Gerrymandering: Why did the GOP win the Senate but not the House?

I’ve been hearing it a lot lately. The Republican control of State legislatures in 2010 let them hijack the census and use computers to create hyper-gerrymandered districts to a degree that was never possible before, which is responsible for their recent run of electoral success. In reality, these explanations say, Democrats are a nationwide majority, but they are handicapped in district elections, requiring them to have 10%+ majorities to win these heavily gerrymandered districts.

If so, how did Democrats win the House? Are we to believe they’d have won significantly more seats than they did, if not stymied by Republican gerrymandering? Okay, but why did the GOP win in the Senate, where gerrymandering is not an issue?

Gerrymandering is baked in at the national level. Instead of carving up House districts in ways that will favor one party of the other, we have smaller states, where Republicans dominate, able to outnumber the more populous ones, which generally favor Dems. In the Senate the two Dakotas and their 1.4 million citizens account for twice as many Senators as California’s 36 million.

A party can control the Senate, the nation’s highest legislative body, with states representing about 30% of the electorate, if they’re the right states. I’m not cool with this at all but the people of this country mostly seem to be.

There’s an unofficial sort of natural gerrymandering that happens with the Senate, because Democrats tend to concentrate themselves in a few highly populated states such as Illinois, California and New York, whereas Republicans are widely dispersed in rural, low-population states like Wyoming, Alaska, Montana, the Dakotas, etc.

So this packs Democrats into states that add up to few Senators while Republicans spread themselves broadly and collect a lot more Senate seats.

Of course, there are a few Democratic states that achieve the same effect - Delaware, Rhode Island, etc. But not as much as Republicans do in the Midwest.

The main reason the senate didn’t feel the blue wave has to do with the fact that senators have 6 year terms. As a result, unlike the house, on any given election, 2/3 of the senate isn’t up for change. Out of the starting gate, the Republicans had a 42 to 23 advantage before a single vote was cast with Democrats having to defend 26 seats vs only 9 from the Republicans, and many of those Dems are in Republican leaning states. With such an uneven map it was difficult for Dems to maintain the status quo (which would require them to win more than 2/3 of the senate elections) much less take the senate.

Fortunately for the Dems, the reverse is true for the next two cycles.

If Democrats would disperse themselves so that they moved en masse from California and New York into low-population states like Wyoming, they would totally reshape the political landscape, but they don’t want to do that.

Gerrymandering, with the advent of sophisticated computer programs, has become less of the art form that it was in the past an more of a science. But there’s still a trade-off between the number of seats you can obtain and the safety factor of said seats. If you want to maximize your short term power you can do so by reducing the margin needed to obtain the seats but you sacrifice surety of holding them in case of a wave election. A smaller number of seats could be made waveproof , but then you’ve only got a smaller number of seats.

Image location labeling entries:
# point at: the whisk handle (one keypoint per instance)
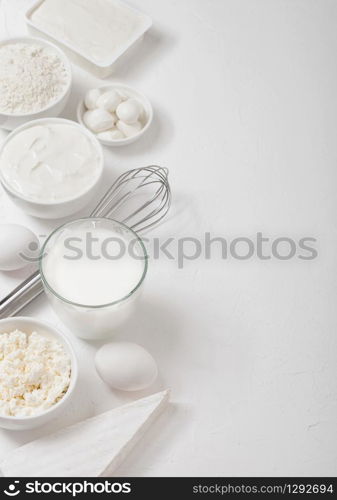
(21, 296)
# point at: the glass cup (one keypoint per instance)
(92, 271)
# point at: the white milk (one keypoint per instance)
(91, 270)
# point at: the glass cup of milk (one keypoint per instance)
(92, 270)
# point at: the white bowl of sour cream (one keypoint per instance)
(39, 375)
(51, 167)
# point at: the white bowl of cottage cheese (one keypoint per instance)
(35, 80)
(38, 373)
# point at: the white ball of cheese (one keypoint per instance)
(129, 111)
(109, 100)
(111, 135)
(129, 130)
(18, 247)
(99, 120)
(126, 366)
(91, 98)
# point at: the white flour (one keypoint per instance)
(32, 76)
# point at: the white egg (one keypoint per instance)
(109, 100)
(111, 135)
(126, 366)
(129, 111)
(129, 130)
(99, 120)
(91, 98)
(19, 246)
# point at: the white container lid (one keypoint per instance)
(65, 14)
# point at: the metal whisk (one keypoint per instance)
(150, 182)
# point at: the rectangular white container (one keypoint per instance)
(81, 59)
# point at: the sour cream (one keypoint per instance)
(97, 29)
(52, 162)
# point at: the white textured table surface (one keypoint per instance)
(244, 93)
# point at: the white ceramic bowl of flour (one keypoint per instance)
(51, 168)
(32, 87)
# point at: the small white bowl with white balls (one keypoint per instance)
(116, 114)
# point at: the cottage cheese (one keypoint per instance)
(34, 373)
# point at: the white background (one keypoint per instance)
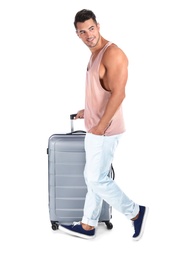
(42, 73)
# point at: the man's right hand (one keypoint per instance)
(80, 114)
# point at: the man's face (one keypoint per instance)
(88, 32)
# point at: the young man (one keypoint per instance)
(106, 78)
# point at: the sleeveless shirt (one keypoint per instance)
(97, 97)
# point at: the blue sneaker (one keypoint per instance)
(76, 229)
(139, 223)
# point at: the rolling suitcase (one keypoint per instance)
(66, 184)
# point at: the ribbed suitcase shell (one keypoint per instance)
(66, 185)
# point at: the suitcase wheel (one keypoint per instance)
(109, 224)
(54, 225)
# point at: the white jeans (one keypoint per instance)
(99, 156)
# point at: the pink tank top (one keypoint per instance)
(96, 99)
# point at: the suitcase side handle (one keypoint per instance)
(72, 117)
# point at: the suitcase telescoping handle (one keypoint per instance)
(72, 117)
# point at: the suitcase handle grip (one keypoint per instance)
(72, 116)
(77, 132)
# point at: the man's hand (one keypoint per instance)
(80, 114)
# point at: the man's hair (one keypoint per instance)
(84, 15)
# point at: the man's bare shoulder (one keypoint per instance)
(114, 53)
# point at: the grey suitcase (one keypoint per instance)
(66, 185)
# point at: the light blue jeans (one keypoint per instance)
(99, 156)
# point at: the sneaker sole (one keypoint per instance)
(73, 233)
(143, 225)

REQUESTS:
a – In the gerrymandering discussion, rewrite the part starting with "I’ve been hearing" and going on through "heavily gerrymandered districts.", swapping "State legislatures" for "statehouses".
b – List every U.S. state that the gerrymandering discussion mentions by its individual name.
c – Go on with the gerrymandering discussion from the point where it stops.

THE RESULTS:
a –
I’ve been hearing it a lot lately. The Republican control of statehouses in 2010 let them hijack the census and use computers to create hyper-gerrymandered districts to a degree that was never possible before, which is responsible for their recent run of electoral success. In reality, these explanations say, Democrats are a nationwide majority, but they are handicapped in district elections, requiring them to have 10%+ majorities to win these heavily gerrymandered districts.

b – California, Illinois, New York, Wyoming, Alaska, Montana, Delaware, Rhode Island

c –
Exactly. The GOP was very lucky this time around due to the 1/3 Senate vote every 2 years.

Successful gerrymandering means that your party wins a lot of seats by thin margins in each one, while losing a few seats by very large margins. This means that, if there’s a larger shift to your opposition than you anticipated before you have a chance to draw new maps to compensate, your opponents can flip all of those thin-margin seats at once. By contrast, in a more natural districting, you’d have some seats where your party has a large margin, some where the margin is close one way or the other, and some where the other party has a large margin, and so when there’s a shift, it’s only the few close seats that switch.

So that’s how the Democrats were able to take the House so strongly, this year.

As to why the Senate stayed Republican at the same time, it’s mostly because of the six-year terms, as others have said.

these days many tech jobs are work at home and you can live where you choose. Even with that a lot of people are not real fond of living in rural areas in red states if they are now in a place like NYC, LA, San Fran, etc.

At the moment, Republicans have a natural advantage in terms of # of states, which is of course the relevant statistic for the Senate. Obama beat Romney by 3.9% in the popular vote and 332-206 in the electoral college, but only won 26 states to Romney’s 24. This is of course due to the relatively large number of low-population states which trend right (deep south, great plains, big sky, southwest).

Regarding gerrymandering, this election shows that Republicans were really smart about how/where they gerrymandered. Instead of relying on razor thin margins across the board, they were able to weather some of the storm this year by engineering districts that could withstand the D+7 environment.

Go Midwest, Young Hipster

Oh, gerrymandering definitely kept the Democratic wave from being bigger than it was. In North Carolina, for instance, 10 Republicans were elected to the House, all but one with less than 60% of the vote, as against only 3 Democrats, all of whom got at least 70% in their districts.

The Senate is intentionally gerrymandered. It’s designed to over-value the power of less-populated states. As it currently stands, that leads to GOP strength, since the GOP currently is the party of the rural white voter (not always true in the past by a long shot!).

Thus, the over-representation in the Senate by the GOP.

This Washington Post link explains it well: How gerrymandering kept Democrats from winning even more seats Tuesday. With 50 percent of the votes, Democrats only won 23 percent of the seats.

This is due to super-packing. Democrats are basically guaranteed 3 seats, but need about a 30-point swing to go from 3 to 4. It wouldn’t matter if they got 30% or 50% of the statewide vote, they’d still get three seats. They’d have to get 52.5 percent to pick up a fourth seat.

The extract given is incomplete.